Location identification entries
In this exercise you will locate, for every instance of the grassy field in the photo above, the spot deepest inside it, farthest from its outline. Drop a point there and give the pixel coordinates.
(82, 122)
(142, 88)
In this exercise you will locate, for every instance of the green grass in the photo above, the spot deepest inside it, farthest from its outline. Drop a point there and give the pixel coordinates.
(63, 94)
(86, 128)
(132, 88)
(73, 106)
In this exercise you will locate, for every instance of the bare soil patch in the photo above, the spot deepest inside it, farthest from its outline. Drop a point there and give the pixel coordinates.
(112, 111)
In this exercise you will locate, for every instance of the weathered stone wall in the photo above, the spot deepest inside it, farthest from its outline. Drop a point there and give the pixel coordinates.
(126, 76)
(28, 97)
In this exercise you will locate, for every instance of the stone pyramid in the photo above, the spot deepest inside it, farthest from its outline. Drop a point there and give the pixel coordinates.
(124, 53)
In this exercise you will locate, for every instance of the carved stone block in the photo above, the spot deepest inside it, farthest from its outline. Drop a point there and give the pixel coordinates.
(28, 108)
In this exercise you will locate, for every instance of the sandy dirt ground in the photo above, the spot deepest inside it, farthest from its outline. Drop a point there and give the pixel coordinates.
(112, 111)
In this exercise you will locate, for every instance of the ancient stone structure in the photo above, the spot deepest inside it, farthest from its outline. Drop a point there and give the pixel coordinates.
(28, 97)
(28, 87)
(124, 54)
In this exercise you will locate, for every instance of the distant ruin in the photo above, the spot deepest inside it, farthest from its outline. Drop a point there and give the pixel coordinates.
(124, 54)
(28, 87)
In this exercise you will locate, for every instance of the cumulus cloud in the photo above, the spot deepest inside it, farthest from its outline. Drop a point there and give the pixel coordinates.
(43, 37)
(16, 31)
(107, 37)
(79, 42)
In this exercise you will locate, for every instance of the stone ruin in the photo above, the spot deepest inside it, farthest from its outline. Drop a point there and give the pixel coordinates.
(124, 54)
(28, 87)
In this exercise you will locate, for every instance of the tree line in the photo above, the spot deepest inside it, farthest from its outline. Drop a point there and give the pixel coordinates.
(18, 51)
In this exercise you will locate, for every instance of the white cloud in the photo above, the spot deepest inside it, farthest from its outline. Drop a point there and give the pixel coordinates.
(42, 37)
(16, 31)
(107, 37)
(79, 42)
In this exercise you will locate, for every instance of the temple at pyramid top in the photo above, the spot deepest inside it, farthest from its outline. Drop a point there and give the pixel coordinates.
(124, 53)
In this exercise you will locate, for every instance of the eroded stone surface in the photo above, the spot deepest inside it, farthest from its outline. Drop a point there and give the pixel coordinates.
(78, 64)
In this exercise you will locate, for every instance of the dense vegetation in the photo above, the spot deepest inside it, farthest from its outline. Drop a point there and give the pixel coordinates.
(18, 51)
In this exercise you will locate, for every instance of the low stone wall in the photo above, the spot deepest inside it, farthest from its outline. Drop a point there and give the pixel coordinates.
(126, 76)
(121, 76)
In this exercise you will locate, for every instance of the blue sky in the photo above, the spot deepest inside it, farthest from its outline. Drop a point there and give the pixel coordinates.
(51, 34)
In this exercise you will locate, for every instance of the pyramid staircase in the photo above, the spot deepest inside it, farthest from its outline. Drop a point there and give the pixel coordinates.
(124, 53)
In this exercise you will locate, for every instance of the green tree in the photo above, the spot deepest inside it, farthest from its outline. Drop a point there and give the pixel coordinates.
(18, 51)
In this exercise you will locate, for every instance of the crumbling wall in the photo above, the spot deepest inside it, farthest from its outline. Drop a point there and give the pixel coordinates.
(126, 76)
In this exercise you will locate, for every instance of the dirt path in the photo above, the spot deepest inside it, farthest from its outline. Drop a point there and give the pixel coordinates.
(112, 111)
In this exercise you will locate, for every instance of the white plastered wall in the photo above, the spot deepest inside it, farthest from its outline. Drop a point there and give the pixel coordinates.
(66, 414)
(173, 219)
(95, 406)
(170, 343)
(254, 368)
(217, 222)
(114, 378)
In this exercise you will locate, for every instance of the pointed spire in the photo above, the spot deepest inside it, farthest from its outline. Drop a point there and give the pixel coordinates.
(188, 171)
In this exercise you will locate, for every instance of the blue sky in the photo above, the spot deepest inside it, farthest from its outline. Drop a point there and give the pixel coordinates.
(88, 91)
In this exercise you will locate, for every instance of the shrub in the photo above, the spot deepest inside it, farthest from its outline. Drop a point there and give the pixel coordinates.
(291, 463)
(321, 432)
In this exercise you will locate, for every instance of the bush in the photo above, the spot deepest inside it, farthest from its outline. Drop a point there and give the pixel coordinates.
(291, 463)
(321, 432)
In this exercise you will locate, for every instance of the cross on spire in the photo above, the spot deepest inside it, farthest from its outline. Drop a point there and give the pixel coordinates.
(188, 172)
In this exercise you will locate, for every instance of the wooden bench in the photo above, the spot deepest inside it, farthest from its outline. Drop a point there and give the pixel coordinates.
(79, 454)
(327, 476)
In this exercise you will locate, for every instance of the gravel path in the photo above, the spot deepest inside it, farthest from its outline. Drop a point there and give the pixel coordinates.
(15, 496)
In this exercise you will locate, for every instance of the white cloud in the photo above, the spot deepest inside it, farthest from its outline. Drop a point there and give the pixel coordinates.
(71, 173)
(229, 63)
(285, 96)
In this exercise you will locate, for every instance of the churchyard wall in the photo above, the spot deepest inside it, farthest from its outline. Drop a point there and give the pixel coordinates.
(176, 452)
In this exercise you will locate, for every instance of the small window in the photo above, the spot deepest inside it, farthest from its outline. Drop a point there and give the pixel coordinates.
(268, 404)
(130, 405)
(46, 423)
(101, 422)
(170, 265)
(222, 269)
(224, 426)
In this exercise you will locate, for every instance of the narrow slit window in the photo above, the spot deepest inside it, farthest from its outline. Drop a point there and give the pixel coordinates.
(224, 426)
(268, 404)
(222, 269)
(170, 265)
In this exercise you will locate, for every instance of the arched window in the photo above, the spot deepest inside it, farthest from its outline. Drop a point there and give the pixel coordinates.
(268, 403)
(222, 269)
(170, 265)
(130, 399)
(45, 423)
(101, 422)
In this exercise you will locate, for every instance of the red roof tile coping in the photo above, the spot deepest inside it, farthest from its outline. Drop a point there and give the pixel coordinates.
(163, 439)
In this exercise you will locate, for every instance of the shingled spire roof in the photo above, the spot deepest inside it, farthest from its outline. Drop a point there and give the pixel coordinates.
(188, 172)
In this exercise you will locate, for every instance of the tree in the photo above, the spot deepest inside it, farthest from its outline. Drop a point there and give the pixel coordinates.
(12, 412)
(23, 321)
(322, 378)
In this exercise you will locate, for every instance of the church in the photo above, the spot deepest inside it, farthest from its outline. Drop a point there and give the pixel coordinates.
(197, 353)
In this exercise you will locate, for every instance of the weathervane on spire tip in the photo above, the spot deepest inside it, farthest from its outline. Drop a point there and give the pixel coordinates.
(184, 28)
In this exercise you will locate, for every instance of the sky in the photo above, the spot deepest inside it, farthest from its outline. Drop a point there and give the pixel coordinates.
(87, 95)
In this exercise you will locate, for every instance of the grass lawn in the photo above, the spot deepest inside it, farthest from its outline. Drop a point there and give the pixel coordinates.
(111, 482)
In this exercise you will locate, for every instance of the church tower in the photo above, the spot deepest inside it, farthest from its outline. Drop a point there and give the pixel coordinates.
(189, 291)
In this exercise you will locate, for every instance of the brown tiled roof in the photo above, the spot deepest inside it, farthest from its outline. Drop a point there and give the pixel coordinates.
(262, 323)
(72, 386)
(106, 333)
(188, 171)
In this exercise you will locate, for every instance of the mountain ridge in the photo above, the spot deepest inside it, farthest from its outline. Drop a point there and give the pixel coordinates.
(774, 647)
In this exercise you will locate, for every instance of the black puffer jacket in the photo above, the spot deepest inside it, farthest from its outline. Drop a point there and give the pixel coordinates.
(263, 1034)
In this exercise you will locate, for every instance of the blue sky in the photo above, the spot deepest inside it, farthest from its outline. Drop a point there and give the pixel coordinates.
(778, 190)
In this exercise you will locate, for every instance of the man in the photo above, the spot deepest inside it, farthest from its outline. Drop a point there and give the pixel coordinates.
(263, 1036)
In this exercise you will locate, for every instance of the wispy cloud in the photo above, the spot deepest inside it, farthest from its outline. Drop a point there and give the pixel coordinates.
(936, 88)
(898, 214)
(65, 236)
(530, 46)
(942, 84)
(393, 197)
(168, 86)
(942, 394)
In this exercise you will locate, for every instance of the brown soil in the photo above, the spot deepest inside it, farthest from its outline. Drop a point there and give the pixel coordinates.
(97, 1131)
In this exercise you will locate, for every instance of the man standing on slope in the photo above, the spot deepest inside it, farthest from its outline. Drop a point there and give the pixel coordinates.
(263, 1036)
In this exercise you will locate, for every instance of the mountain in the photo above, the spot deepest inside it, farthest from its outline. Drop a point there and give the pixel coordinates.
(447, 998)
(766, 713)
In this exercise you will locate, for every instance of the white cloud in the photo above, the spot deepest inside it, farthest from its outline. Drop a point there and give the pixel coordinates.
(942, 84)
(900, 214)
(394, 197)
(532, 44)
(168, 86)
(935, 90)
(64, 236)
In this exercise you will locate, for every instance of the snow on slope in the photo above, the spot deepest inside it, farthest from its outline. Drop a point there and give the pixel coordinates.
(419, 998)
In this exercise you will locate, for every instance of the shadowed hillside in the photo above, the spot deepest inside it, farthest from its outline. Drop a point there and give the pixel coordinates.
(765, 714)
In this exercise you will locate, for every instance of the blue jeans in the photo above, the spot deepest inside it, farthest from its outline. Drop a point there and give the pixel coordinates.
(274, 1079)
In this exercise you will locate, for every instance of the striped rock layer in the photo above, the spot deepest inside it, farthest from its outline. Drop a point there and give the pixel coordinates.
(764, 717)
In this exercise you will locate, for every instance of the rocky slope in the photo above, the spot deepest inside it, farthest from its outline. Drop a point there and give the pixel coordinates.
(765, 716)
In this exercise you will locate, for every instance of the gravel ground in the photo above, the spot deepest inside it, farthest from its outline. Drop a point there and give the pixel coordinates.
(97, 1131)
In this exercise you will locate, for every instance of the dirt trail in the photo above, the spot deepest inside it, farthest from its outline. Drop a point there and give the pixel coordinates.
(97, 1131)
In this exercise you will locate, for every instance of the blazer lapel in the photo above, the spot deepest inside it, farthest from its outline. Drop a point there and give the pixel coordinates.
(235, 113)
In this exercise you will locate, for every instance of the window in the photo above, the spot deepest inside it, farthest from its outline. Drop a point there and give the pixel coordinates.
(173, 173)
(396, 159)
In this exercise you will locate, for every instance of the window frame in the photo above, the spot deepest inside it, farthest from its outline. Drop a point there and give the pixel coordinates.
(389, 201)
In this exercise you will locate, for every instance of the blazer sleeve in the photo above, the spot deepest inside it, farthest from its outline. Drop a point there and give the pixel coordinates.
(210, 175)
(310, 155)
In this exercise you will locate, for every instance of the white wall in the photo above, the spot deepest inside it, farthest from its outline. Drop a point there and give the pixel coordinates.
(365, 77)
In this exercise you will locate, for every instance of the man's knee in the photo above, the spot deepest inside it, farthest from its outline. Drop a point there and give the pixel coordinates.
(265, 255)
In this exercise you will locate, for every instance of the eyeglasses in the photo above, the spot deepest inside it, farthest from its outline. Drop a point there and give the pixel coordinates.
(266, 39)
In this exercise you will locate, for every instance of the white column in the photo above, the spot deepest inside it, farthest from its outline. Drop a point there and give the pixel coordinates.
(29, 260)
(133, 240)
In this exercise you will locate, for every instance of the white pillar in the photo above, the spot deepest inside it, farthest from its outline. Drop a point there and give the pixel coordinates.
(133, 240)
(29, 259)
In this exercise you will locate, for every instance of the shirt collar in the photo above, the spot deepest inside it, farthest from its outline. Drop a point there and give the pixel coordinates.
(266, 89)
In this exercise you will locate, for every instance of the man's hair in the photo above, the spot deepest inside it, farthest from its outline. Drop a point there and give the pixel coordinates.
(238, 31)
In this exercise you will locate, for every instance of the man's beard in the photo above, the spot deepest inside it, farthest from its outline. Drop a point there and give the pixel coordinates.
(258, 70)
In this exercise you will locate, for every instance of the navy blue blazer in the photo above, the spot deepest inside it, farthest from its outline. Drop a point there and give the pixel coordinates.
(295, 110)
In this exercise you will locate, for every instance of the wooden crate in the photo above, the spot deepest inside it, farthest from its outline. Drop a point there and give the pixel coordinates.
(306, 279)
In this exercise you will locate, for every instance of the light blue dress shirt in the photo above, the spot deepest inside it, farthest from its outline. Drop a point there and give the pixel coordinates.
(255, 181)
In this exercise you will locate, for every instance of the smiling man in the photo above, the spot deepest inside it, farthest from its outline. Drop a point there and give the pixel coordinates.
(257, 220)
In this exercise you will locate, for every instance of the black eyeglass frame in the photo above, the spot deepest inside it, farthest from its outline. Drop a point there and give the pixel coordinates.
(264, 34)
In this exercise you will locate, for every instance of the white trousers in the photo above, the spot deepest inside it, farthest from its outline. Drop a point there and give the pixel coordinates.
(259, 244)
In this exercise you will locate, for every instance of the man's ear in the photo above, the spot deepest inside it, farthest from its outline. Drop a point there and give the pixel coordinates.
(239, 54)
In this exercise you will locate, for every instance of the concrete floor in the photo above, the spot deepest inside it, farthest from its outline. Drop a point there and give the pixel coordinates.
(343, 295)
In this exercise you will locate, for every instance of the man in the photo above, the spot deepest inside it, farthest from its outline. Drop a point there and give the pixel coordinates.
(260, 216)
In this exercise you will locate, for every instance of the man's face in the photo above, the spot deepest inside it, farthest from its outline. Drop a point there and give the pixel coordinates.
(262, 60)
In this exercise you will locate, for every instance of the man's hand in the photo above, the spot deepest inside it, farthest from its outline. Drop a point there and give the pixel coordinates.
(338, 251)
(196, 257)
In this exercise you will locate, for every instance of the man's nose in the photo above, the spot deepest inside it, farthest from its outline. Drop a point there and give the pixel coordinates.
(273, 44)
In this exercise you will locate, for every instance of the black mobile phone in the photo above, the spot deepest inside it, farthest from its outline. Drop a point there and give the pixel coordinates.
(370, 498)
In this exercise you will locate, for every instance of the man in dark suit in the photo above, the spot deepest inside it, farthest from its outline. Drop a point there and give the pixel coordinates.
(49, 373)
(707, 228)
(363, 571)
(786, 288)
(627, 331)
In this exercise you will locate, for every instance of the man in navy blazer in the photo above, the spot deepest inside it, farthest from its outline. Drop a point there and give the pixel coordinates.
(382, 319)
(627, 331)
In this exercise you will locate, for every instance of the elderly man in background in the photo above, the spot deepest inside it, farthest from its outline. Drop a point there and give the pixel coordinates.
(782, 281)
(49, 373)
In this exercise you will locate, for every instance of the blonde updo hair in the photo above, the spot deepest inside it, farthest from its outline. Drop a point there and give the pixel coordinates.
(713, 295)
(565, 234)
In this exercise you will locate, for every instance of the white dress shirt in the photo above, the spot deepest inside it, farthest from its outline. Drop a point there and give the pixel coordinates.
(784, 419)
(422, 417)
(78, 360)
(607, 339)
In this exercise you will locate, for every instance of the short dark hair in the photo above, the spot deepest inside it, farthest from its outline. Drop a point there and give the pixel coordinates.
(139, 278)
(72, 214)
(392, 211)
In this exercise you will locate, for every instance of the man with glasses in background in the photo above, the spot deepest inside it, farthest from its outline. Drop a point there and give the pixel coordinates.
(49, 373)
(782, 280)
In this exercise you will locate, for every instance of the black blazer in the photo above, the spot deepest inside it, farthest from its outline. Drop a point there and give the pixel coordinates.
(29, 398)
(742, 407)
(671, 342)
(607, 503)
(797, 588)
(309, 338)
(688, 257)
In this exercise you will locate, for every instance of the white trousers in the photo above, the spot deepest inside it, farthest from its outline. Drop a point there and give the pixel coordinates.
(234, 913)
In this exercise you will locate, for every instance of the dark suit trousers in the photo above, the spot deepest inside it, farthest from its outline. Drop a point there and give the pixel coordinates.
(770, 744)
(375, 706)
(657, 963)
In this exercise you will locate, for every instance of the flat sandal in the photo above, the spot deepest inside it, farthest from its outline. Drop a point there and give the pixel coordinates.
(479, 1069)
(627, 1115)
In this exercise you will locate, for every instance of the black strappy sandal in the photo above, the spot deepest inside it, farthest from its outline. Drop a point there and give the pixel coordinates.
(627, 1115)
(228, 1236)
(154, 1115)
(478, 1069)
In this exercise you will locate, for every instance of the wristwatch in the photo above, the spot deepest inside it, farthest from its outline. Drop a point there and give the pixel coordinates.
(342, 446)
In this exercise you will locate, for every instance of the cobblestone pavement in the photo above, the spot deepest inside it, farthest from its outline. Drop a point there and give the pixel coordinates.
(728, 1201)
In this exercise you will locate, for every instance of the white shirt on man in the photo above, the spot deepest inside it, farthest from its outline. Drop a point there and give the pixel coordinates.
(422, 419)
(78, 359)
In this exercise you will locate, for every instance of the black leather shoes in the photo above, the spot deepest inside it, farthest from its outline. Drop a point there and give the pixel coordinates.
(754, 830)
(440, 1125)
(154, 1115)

PROBLEM REQUIREMENTS:
Take the part of the listing that opens with the line containing "the white shirt" and closes at the end of the listing, and write it out again with "black leather shoes" changed to "dark leather shoes", keeping everything else the same.

RESULT OF THIS EXERCISE:
In this exercise you will locate, for every instance of the white shirt on man in the photo above, the spot deepest inside it, farthest from its outline. Drop a point there and give the pixel coordinates.
(422, 419)
(78, 359)
In this exercise you will locate, for every instance of the dark leather shoes in the photo above, the spot deepest inside it, farthest from its outline. Drop a point there and give the pixel coordinates.
(754, 830)
(440, 1125)
(154, 1115)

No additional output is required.